## PROBLEM DETAILS
You are asked to write out the entries exactly as they are given.

## RECORDS TO PROCESS

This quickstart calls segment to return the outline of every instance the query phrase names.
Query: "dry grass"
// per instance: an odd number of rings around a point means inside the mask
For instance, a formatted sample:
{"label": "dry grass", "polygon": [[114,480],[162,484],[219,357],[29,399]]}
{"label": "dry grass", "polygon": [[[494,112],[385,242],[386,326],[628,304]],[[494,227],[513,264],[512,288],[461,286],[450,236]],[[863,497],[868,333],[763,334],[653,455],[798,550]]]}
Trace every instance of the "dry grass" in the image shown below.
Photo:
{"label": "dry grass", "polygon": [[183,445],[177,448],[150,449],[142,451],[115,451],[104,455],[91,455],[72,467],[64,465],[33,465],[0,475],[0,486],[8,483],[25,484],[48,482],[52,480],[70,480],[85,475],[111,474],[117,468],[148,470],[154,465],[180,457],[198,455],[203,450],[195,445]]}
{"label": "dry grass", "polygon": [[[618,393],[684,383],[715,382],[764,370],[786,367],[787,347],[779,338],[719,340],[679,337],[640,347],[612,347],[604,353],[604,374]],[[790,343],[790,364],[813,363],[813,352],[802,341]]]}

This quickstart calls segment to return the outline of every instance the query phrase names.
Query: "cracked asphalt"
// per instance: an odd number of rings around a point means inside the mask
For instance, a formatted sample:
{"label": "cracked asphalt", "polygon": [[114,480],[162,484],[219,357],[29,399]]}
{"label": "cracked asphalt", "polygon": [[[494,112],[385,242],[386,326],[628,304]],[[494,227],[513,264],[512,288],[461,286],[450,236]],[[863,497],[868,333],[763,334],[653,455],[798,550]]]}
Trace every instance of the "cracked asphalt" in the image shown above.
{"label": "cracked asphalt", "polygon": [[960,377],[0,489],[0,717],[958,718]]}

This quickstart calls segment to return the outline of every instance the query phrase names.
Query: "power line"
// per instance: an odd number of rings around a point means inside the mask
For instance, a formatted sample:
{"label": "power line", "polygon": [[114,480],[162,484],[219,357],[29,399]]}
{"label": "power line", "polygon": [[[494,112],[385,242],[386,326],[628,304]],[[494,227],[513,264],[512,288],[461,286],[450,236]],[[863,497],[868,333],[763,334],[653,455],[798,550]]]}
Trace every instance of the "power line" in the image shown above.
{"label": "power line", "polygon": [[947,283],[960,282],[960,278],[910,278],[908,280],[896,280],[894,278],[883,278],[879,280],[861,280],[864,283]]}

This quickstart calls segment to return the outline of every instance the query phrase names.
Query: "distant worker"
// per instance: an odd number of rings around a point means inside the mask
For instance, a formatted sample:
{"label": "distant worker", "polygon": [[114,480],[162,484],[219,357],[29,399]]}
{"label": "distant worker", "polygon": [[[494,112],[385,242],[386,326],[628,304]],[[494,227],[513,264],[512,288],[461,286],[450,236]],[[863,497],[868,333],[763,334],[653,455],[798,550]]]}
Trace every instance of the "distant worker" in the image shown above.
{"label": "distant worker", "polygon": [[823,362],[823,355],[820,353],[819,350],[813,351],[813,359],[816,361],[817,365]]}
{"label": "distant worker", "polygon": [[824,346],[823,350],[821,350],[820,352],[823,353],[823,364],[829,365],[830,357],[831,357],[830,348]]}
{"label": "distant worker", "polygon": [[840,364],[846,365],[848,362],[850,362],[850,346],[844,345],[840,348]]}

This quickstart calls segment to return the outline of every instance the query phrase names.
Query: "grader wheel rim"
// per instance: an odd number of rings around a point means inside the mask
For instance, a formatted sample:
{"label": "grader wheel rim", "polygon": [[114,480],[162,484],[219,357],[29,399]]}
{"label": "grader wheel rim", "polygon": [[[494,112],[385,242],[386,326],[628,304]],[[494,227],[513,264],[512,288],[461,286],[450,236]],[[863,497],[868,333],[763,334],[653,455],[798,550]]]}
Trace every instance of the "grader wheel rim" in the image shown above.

## RESPONSE TO THIS EXERCISE
This quickstart calls segment to return the outline of every instance the query phrase names.
Query: "dry grass"
// per instance: an odd number of rings around a point means inside the mask
For instance, a formatted sample:
{"label": "dry grass", "polygon": [[114,480],[162,484],[219,357],[29,399]]}
{"label": "dry grass", "polygon": [[[494,112],[385,242],[386,326],[628,304]],[[494,227],[513,264],[512,288],[461,286],[450,236]],[[863,497],[868,333],[763,334],[653,455],[798,550]]]}
Trace every instance of the "dry grass" in the image shown below.
Photo:
{"label": "dry grass", "polygon": [[183,445],[177,448],[150,449],[142,451],[115,451],[104,455],[91,455],[72,467],[64,465],[33,465],[0,475],[0,486],[8,483],[25,484],[48,482],[52,480],[70,480],[85,475],[111,474],[117,468],[148,470],[154,465],[180,457],[198,455],[203,450],[195,445]]}
{"label": "dry grass", "polygon": [[[618,393],[684,383],[715,382],[764,370],[786,367],[787,347],[779,338],[719,340],[679,337],[640,347],[612,347],[604,353],[604,374]],[[790,343],[790,364],[813,363],[813,352],[802,341]]]}

This quickstart calls segment to return the outline of every instance the query phrase names.
Query: "cracked asphalt"
// per instance: an odd number of rings around a point means inside the mask
For instance, a formatted sample:
{"label": "cracked asphalt", "polygon": [[114,480],[162,484],[219,357],[29,399]]}
{"label": "cracked asphalt", "polygon": [[[494,112],[385,242],[386,326],[628,304]],[[494,227],[513,264],[512,288],[461,286],[450,236]],[[863,497],[868,333],[763,334],[653,455],[798,550]]]}
Trace every instance of the "cracked asphalt" in the image shown above.
{"label": "cracked asphalt", "polygon": [[960,377],[0,489],[0,717],[958,718]]}

This quickstart calls segment to return the outline of every instance the query phrase names.
Query: "power line"
// per instance: an odd number of rings around a point means inside the mask
For instance, a formatted sample:
{"label": "power line", "polygon": [[114,480],[162,484],[219,357],[29,399]]}
{"label": "power line", "polygon": [[[494,112],[385,242],[386,326],[628,304]],[[494,227],[513,264],[512,288],[461,286],[450,236]],[[863,497],[868,333],[763,334],[653,455],[798,550]]]}
Trace every instance of the "power line" in the image shown above.
{"label": "power line", "polygon": [[947,283],[960,282],[960,278],[910,278],[908,280],[896,280],[894,278],[883,278],[879,280],[861,280],[864,283]]}

This quickstart calls segment to return the outline of every instance the query phrase names.
Query: "distant worker"
// per instance: an odd number of rings around a point means inside the mask
For instance, a formatted sample:
{"label": "distant worker", "polygon": [[114,480],[162,484],[219,357],[29,399]]}
{"label": "distant worker", "polygon": [[[494,112],[385,242],[386,326],[628,304]],[[494,227],[513,264],[512,288],[461,286],[450,236]],[[863,497],[868,333],[763,334],[653,455],[798,550]]]}
Trace every instance of the "distant worker" in the image shown above.
{"label": "distant worker", "polygon": [[823,362],[823,355],[820,353],[819,350],[813,351],[813,359],[816,361],[817,365]]}
{"label": "distant worker", "polygon": [[824,346],[823,350],[821,350],[820,352],[823,353],[823,364],[829,365],[830,357],[831,357],[830,348]]}
{"label": "distant worker", "polygon": [[840,364],[846,365],[848,362],[850,362],[850,346],[844,345],[840,348]]}

This quickstart calls segment to return the outline of every instance the query phrase names.
Query: "grader wheel rim"
// per instance: an odd number of rings around a point means inside the mask
For instance, a formatted sample:
{"label": "grader wheel rim", "polygon": [[114,480],[162,484],[219,357],[29,399]]}
{"label": "grader wheel rim", "polygon": [[[494,112],[385,242],[386,326],[628,304]],[[494,227],[513,264],[512,288],[461,286],[450,236]],[[863,497],[868,333],[763,334],[653,455],[798,550]]]}
Trace every instance of the "grader wheel rim" in the image shown above.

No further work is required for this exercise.